Exercise objective — Transcribe each entry exactly; skip the images.

Records for processing —
━━━━━━

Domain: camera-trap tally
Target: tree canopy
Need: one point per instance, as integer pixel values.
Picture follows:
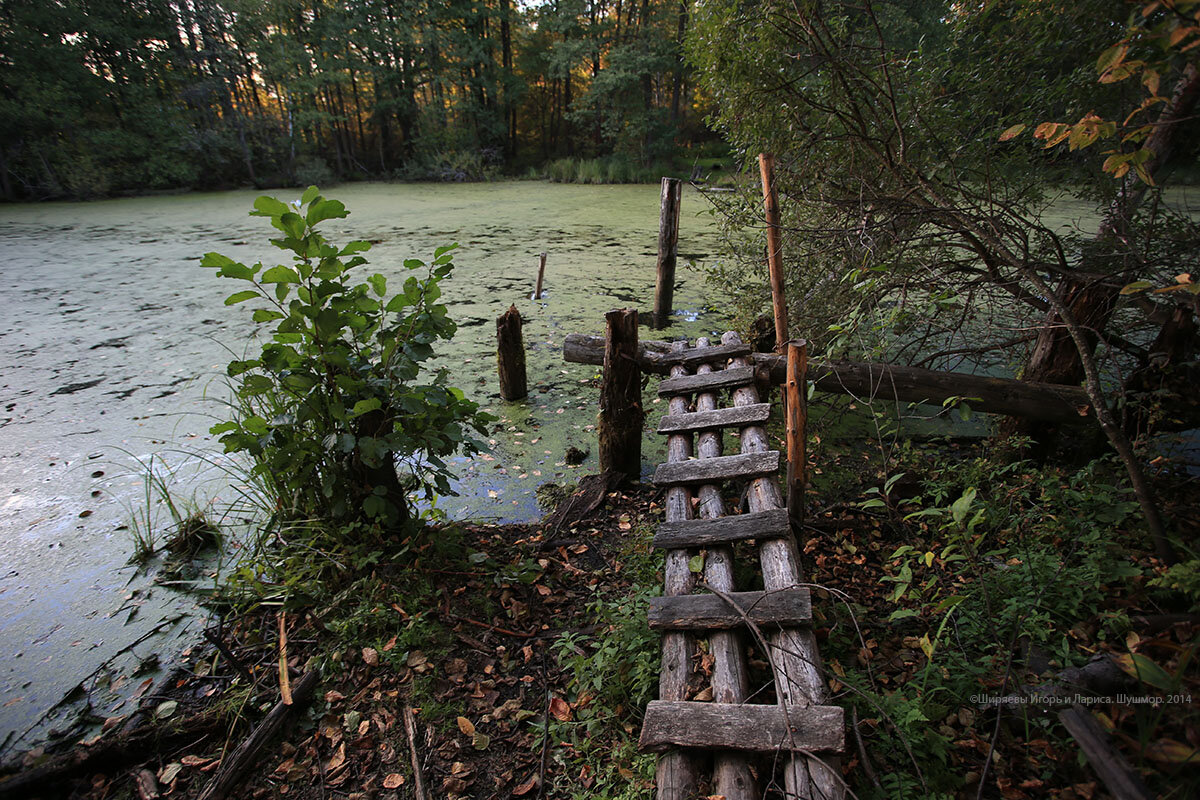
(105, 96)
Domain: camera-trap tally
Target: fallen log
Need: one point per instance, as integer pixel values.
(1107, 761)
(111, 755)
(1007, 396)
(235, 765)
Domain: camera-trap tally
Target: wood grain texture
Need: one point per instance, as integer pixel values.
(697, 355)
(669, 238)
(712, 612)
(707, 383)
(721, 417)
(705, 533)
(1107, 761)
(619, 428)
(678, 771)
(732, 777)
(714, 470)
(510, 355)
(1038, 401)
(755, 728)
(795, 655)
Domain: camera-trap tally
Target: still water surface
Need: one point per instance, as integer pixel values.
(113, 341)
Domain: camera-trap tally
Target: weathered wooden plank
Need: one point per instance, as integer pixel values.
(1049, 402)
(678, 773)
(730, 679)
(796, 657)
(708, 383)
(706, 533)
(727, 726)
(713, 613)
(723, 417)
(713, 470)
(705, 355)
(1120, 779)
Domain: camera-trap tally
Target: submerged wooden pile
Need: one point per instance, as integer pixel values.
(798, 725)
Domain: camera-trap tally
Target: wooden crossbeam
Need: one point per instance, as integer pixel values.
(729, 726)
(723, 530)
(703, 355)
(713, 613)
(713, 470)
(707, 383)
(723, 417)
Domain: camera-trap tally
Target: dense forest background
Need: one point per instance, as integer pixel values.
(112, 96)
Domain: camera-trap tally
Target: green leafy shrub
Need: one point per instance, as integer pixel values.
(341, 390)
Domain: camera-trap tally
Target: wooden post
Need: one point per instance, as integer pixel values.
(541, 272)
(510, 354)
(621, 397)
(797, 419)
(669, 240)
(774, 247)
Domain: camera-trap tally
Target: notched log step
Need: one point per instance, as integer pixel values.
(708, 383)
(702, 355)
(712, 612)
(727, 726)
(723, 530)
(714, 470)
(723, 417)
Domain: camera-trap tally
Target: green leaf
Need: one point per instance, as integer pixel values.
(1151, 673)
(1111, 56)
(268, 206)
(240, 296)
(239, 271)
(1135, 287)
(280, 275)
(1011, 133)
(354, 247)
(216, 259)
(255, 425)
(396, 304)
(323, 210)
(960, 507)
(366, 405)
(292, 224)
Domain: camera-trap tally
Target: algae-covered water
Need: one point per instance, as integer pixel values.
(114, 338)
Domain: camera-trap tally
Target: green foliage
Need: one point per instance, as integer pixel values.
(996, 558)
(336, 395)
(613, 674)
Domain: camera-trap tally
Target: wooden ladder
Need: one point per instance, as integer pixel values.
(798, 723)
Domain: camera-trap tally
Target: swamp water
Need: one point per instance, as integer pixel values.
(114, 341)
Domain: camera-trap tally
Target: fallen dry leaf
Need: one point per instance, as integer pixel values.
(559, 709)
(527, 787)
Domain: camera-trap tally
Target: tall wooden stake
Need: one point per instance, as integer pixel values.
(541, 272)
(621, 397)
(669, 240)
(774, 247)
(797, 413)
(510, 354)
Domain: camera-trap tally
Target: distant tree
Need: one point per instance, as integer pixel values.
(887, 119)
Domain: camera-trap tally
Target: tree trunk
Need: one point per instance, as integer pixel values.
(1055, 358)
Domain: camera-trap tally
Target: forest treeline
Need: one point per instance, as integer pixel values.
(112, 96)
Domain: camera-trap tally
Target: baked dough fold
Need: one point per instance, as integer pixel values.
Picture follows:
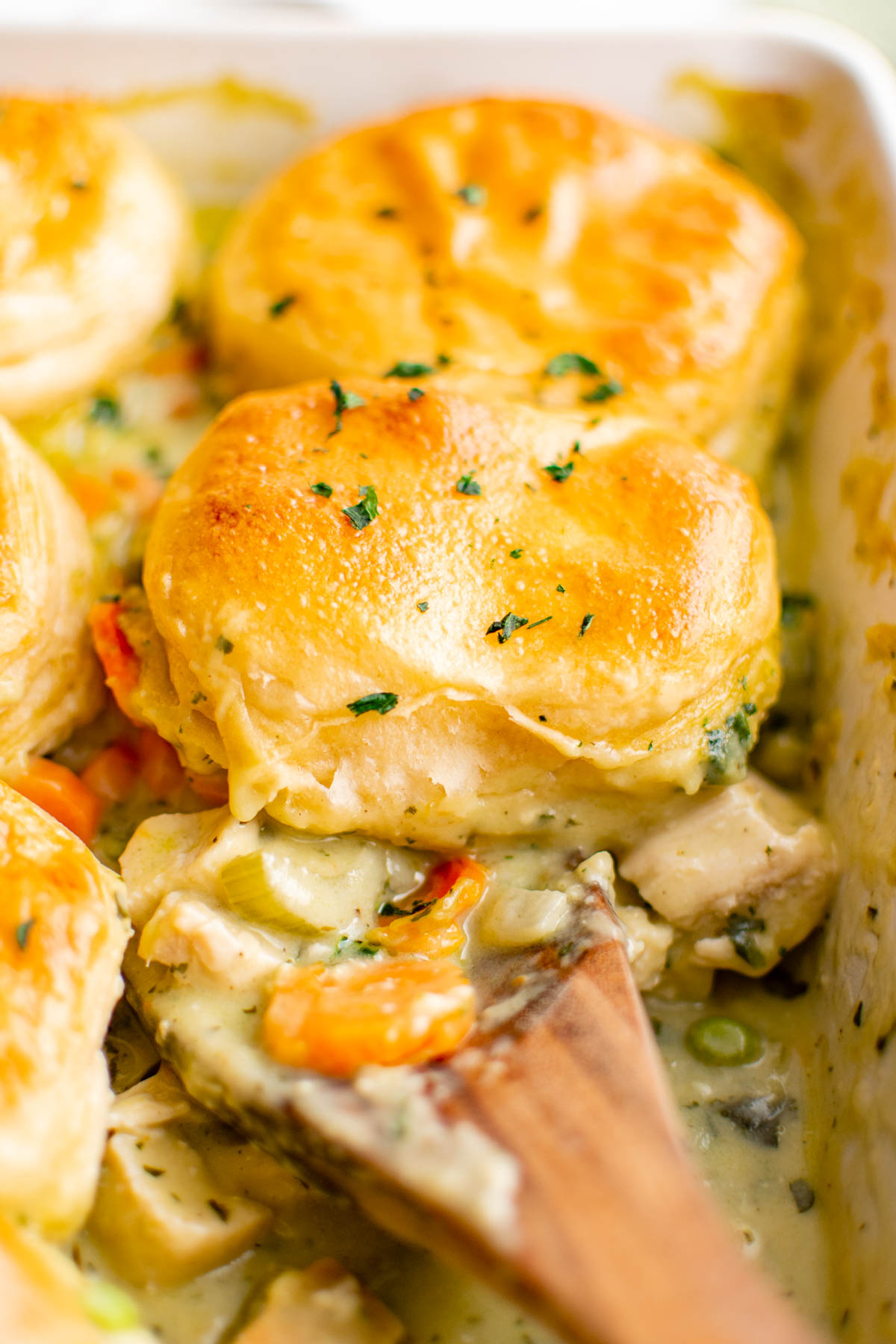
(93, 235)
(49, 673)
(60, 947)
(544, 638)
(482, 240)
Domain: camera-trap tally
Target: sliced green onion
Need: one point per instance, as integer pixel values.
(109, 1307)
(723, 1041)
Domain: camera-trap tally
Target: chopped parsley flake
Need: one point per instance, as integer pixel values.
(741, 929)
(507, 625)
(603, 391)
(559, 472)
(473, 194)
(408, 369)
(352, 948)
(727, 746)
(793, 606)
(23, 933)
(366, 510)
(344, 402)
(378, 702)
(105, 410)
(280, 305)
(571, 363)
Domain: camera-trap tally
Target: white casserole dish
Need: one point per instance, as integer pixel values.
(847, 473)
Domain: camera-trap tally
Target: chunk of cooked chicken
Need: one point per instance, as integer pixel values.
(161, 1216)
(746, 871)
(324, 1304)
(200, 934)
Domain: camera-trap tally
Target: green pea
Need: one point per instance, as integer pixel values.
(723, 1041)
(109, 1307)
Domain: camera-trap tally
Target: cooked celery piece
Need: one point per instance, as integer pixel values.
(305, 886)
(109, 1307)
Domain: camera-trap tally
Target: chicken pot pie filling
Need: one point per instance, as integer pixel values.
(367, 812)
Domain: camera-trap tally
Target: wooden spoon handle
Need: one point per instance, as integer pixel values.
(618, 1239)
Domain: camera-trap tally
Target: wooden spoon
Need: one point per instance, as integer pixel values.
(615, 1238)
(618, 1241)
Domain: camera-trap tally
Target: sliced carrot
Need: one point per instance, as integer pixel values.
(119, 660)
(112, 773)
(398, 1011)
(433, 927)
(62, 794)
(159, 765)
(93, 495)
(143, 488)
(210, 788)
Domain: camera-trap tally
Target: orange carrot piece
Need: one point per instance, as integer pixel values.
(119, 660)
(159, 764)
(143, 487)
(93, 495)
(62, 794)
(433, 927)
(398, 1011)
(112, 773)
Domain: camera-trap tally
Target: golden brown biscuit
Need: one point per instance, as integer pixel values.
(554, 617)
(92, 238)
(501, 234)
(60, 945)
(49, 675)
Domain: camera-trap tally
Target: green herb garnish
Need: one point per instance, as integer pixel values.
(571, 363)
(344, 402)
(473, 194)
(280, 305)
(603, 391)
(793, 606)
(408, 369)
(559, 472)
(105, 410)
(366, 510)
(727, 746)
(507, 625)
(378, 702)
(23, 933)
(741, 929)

━━━━━━

Solution for this task —
Domain: camera-trap tally
Target: tree canopy
Need: one point per instance, as integer pixel values.
Picture follows:
(105, 96)
Domain: camera-trap tally
Target: fallen log
Need: one point per instance, as integer pixel values.
(1107, 761)
(111, 755)
(1007, 396)
(235, 765)
Domain: camera-trap tally
Target: wood grain texture
Need: one point per instance, as integer pixel values.
(697, 355)
(669, 238)
(712, 612)
(707, 383)
(721, 417)
(705, 533)
(1107, 761)
(619, 428)
(678, 771)
(732, 777)
(714, 470)
(510, 355)
(1038, 401)
(755, 728)
(795, 655)
Domain: camera-trap tally
Target: still water surface
Need: one point per instance, as integer pixel values.
(113, 341)
Domain: camera-trap tally
Target: weathered wooden plank
Need: one point per instance, as integer pixel values.
(1049, 402)
(678, 773)
(730, 679)
(796, 657)
(708, 383)
(706, 533)
(727, 726)
(713, 613)
(723, 417)
(713, 470)
(705, 355)
(1120, 779)
Domain: camera-trap tally
Target: submerged wooden pile
Need: one point per instance, as integer pixel values.
(798, 725)
Domain: camera-trap tally
Target: wooden crossbeam
Need: one point per instance, as integer pixel values.
(729, 726)
(723, 530)
(703, 355)
(713, 613)
(713, 470)
(707, 383)
(723, 417)
Domain: camera-trap tally
Target: dense forest background
Need: one point per instance, as integer pixel values.
(112, 96)
Domain: camera-trap tally
Target: green leafy shrub
Need: one point per instance, as integer pixel values.
(341, 390)
Domain: camera-trap tally
Target: wooden post
Need: one point per instance, as integer pixel values.
(541, 272)
(510, 354)
(621, 397)
(797, 419)
(669, 240)
(774, 247)
Domain: camera-trap tally
Target: notched log step
Need: one point per instance, as integer pixel values.
(708, 383)
(702, 355)
(712, 612)
(727, 726)
(723, 530)
(714, 470)
(723, 417)
Domain: camera-trap tally
Target: green leaf
Need: one point per instance, as integer pixel values.
(1151, 673)
(1111, 56)
(268, 206)
(240, 296)
(239, 271)
(1135, 287)
(280, 275)
(1011, 133)
(354, 247)
(216, 259)
(255, 425)
(396, 304)
(323, 210)
(960, 507)
(366, 405)
(292, 224)
Domain: camera-trap tally
Target: algae-covered water
Need: one point per instance, as integer pixel values.
(114, 338)
Domain: camera-trap tally
Target: green foliage
Need: one point per instance, as integer pixel values.
(996, 558)
(336, 395)
(613, 674)
Domain: camera-trap tally
Target: wooden ladder
Need: one point per instance, as integer pixel values.
(798, 723)
Domain: camera-trap tally
Target: swamp water
Need: one point per instance, as integer pixel values.
(114, 341)
Domain: camera-trap tally
Target: fallen dry leaf
Need: one point per instance, as integer pixel values.
(559, 709)
(527, 787)
Domain: camera-trap tally
Target: tall wooden stake
Need: one point per instance, as integer pixel values.
(541, 272)
(621, 397)
(669, 240)
(774, 247)
(797, 413)
(510, 354)
Domain: camera-trap tally
Target: distant tree
Need: one point per instance, as integer pixel values.
(887, 119)
Domain: camera-trap tally
Target: tree trunk
Need: one point per instance, as integer pixel values.
(1055, 358)
Domain: camera-trap tally
Target: forest treeline
Need: one point per instance, as integer pixel values.
(112, 96)
Domain: camera-trap tally
Target: baked dough fold
Need: one point per instance, as integer pixel values.
Picture follows:
(93, 235)
(49, 673)
(60, 947)
(544, 638)
(482, 240)
Domain: camera-trap tally
Target: sliced green onion
Need: one point per instance, as integer pixel values.
(109, 1307)
(723, 1041)
Domain: camera-trap tally
Target: chopped parsley flake
Need: one point per instance, as integer pixel values.
(741, 929)
(507, 625)
(603, 391)
(559, 472)
(473, 194)
(408, 369)
(352, 948)
(727, 746)
(793, 606)
(23, 933)
(366, 510)
(344, 402)
(378, 702)
(105, 410)
(280, 305)
(571, 363)
Domain: camera-trap tally
Target: white casserole dish
Need: one point per instance, as integer pixel values.
(847, 473)
Domain: camera-trap tally
Target: chunk of cooked chicken
Need: one point per instance, as integer pixel values.
(161, 1216)
(746, 871)
(324, 1304)
(200, 934)
Domain: camera-trap tally
Target: green pea
Need: one point per instance, as integer pixel values.
(723, 1041)
(109, 1307)
Domain: camera-trap tally
Target: cooked celery piece
Need: one point per instance, as integer pixel values.
(305, 886)
(109, 1307)
Domain: camera-trap tally
Target: chicken pot pie filling
Need: one point per instance, as integer pixel values.
(367, 812)
Domain: camera-trap tally
Target: wooden spoon handle
Need: one point per instance, as integer pixel values.
(618, 1239)
Domain: camera-trap tally
Target: wooden spoon
Need: one point per instance, as integer pixel values.
(615, 1238)
(618, 1241)
Domain: camera-trap tally
Target: sliced carrot
Need: one point per instance, as integer pixel values.
(119, 660)
(112, 773)
(398, 1011)
(433, 927)
(62, 794)
(159, 765)
(93, 495)
(143, 488)
(210, 788)
Domain: camera-trap tally
Target: orange carrot piece
Need: one point per instance, as integer pixel values.
(119, 660)
(159, 764)
(143, 487)
(93, 495)
(62, 794)
(433, 927)
(398, 1011)
(112, 773)
Domain: camera-trap tally
Target: golden brown biscuit
Need: one point per instance, as integer pixel values.
(554, 617)
(92, 238)
(501, 234)
(60, 945)
(49, 675)
Domain: camera-trap tally
Target: green herb garnish
Need: one point per instance, as integer pixel values.
(571, 363)
(344, 402)
(473, 194)
(280, 305)
(603, 391)
(793, 606)
(408, 369)
(559, 472)
(105, 410)
(366, 510)
(727, 746)
(507, 625)
(378, 702)
(23, 933)
(741, 929)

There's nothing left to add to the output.